Exercise brief: Upon reaching the line containing "# paths use fill-rule evenodd", output that line and all remaining lines exactly, through the end of the entries, and output nothing before it.

Saved entries

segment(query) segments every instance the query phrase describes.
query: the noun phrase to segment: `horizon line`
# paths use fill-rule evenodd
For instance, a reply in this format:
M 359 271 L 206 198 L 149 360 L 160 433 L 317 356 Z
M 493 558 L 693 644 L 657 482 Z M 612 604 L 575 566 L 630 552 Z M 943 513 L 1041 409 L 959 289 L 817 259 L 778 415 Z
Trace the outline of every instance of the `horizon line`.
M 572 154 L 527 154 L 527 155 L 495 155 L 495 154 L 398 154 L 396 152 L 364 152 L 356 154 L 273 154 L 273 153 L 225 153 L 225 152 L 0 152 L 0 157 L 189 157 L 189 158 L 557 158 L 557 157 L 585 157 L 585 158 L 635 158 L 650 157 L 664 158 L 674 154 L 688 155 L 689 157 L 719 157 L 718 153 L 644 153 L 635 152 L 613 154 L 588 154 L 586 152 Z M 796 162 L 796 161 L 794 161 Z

Solution to the exercise:
# paths use fill-rule evenodd
For instance, a reply in this format:
M 359 271 L 206 198 L 149 360 L 160 433 L 317 356 Z
M 493 558 L 693 644 L 657 482 Z M 612 604 L 575 566 L 630 552 Z M 943 513 L 1041 409 L 959 289 L 817 259 L 778 415 Z
Trace the outline of every instance of the `horizon line`.
M 572 154 L 527 154 L 527 155 L 495 155 L 495 154 L 398 154 L 396 152 L 364 152 L 356 154 L 273 154 L 273 153 L 225 153 L 225 152 L 0 152 L 0 157 L 189 157 L 189 158 L 557 158 L 557 157 L 585 157 L 585 158 L 635 158 L 650 157 L 664 158 L 674 154 L 688 155 L 689 157 L 719 157 L 718 153 L 644 153 L 635 152 L 613 154 L 588 154 L 586 152 Z M 796 162 L 796 161 L 794 161 Z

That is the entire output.